SET EXERCISE: Starting at the line that contains "Put a dot on every instance of the tree." and stopping after the line that contains "<point>564,308</point>", reproduce every line of the data, offsetting each coordinate in the answer points by adding 13. Leave all other lines, including the format sample points, unchanged.

Named object pointing data:
start

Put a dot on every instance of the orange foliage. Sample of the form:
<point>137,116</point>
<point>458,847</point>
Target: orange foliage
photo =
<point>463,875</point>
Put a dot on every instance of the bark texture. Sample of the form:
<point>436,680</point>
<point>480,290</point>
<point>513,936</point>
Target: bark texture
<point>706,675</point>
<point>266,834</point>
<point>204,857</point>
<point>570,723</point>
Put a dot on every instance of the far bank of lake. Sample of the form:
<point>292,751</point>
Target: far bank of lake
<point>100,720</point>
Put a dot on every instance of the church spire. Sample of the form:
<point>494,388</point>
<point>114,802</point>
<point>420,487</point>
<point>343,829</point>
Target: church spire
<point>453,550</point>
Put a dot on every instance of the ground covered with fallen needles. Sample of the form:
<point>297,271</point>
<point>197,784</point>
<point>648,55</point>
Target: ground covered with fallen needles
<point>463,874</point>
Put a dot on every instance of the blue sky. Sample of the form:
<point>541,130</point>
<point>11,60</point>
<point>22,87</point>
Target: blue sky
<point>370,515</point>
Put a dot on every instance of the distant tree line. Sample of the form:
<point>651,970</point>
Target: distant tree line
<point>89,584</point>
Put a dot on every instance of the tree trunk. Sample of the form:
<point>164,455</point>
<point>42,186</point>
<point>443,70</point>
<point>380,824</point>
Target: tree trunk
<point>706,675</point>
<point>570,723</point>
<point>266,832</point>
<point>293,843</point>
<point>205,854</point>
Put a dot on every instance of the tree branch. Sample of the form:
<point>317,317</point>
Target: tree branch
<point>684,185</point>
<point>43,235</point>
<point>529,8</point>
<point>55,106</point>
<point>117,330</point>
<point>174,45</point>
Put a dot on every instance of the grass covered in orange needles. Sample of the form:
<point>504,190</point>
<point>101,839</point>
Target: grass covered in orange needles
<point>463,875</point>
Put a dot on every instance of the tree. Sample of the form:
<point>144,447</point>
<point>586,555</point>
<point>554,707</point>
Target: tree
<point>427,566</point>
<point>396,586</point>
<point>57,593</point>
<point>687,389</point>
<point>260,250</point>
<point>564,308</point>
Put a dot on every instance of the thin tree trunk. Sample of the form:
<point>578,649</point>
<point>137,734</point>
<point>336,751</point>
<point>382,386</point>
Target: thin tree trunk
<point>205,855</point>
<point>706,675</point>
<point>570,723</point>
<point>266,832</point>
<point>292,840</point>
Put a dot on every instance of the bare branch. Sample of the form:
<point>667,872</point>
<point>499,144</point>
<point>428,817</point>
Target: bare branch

end

ANSWER FOR THE TASK:
Put a dot on every instance of the tree. Sample of the form:
<point>144,447</point>
<point>586,555</point>
<point>554,707</point>
Target: tree
<point>440,579</point>
<point>409,599</point>
<point>70,606</point>
<point>700,402</point>
<point>273,263</point>
<point>577,321</point>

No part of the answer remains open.